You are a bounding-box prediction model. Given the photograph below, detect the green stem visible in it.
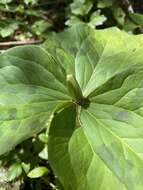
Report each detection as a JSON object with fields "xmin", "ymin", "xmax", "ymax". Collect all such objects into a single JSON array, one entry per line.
[{"xmin": 66, "ymin": 74, "xmax": 83, "ymax": 103}]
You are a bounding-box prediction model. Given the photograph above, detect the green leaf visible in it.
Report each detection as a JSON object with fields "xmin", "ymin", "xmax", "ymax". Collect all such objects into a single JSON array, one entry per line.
[
  {"xmin": 113, "ymin": 7, "xmax": 125, "ymax": 26},
  {"xmin": 97, "ymin": 0, "xmax": 114, "ymax": 8},
  {"xmin": 27, "ymin": 166, "xmax": 49, "ymax": 178},
  {"xmin": 21, "ymin": 162, "xmax": 30, "ymax": 174},
  {"xmin": 24, "ymin": 0, "xmax": 38, "ymax": 5},
  {"xmin": 70, "ymin": 1, "xmax": 93, "ymax": 16},
  {"xmin": 129, "ymin": 13, "xmax": 143, "ymax": 27},
  {"xmin": 38, "ymin": 145, "xmax": 48, "ymax": 160},
  {"xmin": 88, "ymin": 10, "xmax": 107, "ymax": 28},
  {"xmin": 38, "ymin": 133, "xmax": 48, "ymax": 144},
  {"xmin": 7, "ymin": 163, "xmax": 22, "ymax": 181},
  {"xmin": 48, "ymin": 106, "xmax": 77, "ymax": 190},
  {"xmin": 47, "ymin": 25, "xmax": 143, "ymax": 189},
  {"xmin": 42, "ymin": 24, "xmax": 92, "ymax": 75},
  {"xmin": 0, "ymin": 22, "xmax": 18, "ymax": 38},
  {"xmin": 123, "ymin": 19, "xmax": 138, "ymax": 32},
  {"xmin": 65, "ymin": 16, "xmax": 82, "ymax": 27},
  {"xmin": 0, "ymin": 0, "xmax": 12, "ymax": 4},
  {"xmin": 1, "ymin": 24, "xmax": 143, "ymax": 189},
  {"xmin": 32, "ymin": 20, "xmax": 52, "ymax": 36},
  {"xmin": 0, "ymin": 45, "xmax": 71, "ymax": 155}
]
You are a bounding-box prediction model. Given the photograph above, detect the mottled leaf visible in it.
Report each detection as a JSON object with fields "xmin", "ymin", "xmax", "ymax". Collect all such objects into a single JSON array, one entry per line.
[{"xmin": 1, "ymin": 24, "xmax": 143, "ymax": 190}]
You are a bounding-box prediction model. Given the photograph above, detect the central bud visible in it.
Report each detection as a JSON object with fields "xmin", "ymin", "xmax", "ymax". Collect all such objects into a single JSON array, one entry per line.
[{"xmin": 66, "ymin": 74, "xmax": 90, "ymax": 108}]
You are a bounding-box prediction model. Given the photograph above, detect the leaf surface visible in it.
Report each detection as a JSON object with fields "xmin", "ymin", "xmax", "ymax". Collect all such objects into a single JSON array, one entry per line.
[
  {"xmin": 1, "ymin": 24, "xmax": 143, "ymax": 190},
  {"xmin": 47, "ymin": 25, "xmax": 143, "ymax": 190},
  {"xmin": 0, "ymin": 45, "xmax": 71, "ymax": 155}
]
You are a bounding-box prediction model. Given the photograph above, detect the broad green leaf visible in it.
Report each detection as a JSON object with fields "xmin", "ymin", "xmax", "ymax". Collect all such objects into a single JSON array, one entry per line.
[
  {"xmin": 47, "ymin": 25, "xmax": 143, "ymax": 190},
  {"xmin": 1, "ymin": 24, "xmax": 143, "ymax": 189},
  {"xmin": 80, "ymin": 104, "xmax": 143, "ymax": 189},
  {"xmin": 0, "ymin": 45, "xmax": 71, "ymax": 155},
  {"xmin": 43, "ymin": 24, "xmax": 93, "ymax": 75},
  {"xmin": 49, "ymin": 106, "xmax": 127, "ymax": 190},
  {"xmin": 48, "ymin": 106, "xmax": 78, "ymax": 190},
  {"xmin": 27, "ymin": 166, "xmax": 49, "ymax": 178}
]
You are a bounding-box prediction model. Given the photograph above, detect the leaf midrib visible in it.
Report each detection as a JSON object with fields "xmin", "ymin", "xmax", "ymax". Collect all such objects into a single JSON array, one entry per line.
[{"xmin": 83, "ymin": 38, "xmax": 109, "ymax": 97}]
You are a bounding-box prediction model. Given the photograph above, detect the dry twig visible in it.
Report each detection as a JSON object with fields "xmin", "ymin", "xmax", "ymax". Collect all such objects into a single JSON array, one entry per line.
[{"xmin": 0, "ymin": 40, "xmax": 42, "ymax": 47}]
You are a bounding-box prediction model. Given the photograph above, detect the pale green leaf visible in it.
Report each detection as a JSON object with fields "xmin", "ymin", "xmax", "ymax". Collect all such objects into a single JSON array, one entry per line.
[
  {"xmin": 24, "ymin": 0, "xmax": 38, "ymax": 5},
  {"xmin": 7, "ymin": 163, "xmax": 22, "ymax": 181},
  {"xmin": 32, "ymin": 20, "xmax": 51, "ymax": 36},
  {"xmin": 38, "ymin": 145, "xmax": 48, "ymax": 160},
  {"xmin": 38, "ymin": 133, "xmax": 48, "ymax": 144},
  {"xmin": 88, "ymin": 10, "xmax": 107, "ymax": 28},
  {"xmin": 65, "ymin": 16, "xmax": 82, "ymax": 27},
  {"xmin": 21, "ymin": 162, "xmax": 30, "ymax": 174},
  {"xmin": 70, "ymin": 1, "xmax": 93, "ymax": 16},
  {"xmin": 0, "ymin": 0, "xmax": 12, "ymax": 4},
  {"xmin": 27, "ymin": 166, "xmax": 49, "ymax": 178},
  {"xmin": 0, "ymin": 22, "xmax": 18, "ymax": 38}
]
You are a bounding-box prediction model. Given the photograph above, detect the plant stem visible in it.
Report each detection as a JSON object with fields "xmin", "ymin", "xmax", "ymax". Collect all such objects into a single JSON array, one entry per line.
[{"xmin": 66, "ymin": 74, "xmax": 83, "ymax": 104}]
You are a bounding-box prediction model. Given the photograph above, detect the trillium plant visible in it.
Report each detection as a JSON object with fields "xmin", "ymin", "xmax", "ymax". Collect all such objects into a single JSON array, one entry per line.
[{"xmin": 1, "ymin": 24, "xmax": 143, "ymax": 190}]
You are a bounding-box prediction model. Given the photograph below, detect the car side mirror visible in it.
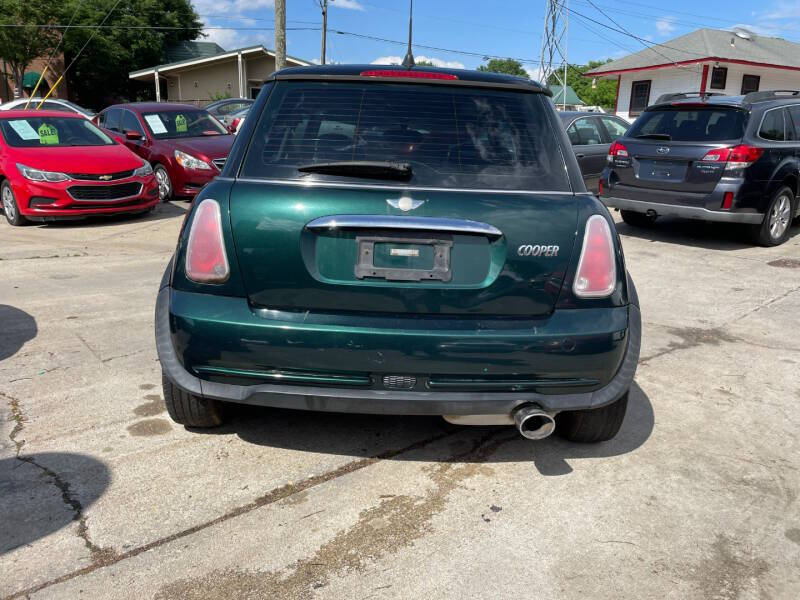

[Directions for this task]
Using the listing above, locate the lines that hold "leaf" and copy each one.

[Your response]
You are a bounding-box prediction model. Given the photograph above, detect the green leaf visible in it.
You are a bounding-box prediction model. Given the photograph above, detect the mottled leaf visible in it.
You are a bounding-box prediction model. Given the photograph above, detect the leaf surface visible in it.
You are a bounding-box prediction model. Given the photograph above, detect the broad green leaf visible in it.
You are a bounding-box prediction model. Given the photograph above, detect the leaf midrib visible in it.
You are a bounding-box prediction model. Given the photograph above, detect the pale green leaf visible in it.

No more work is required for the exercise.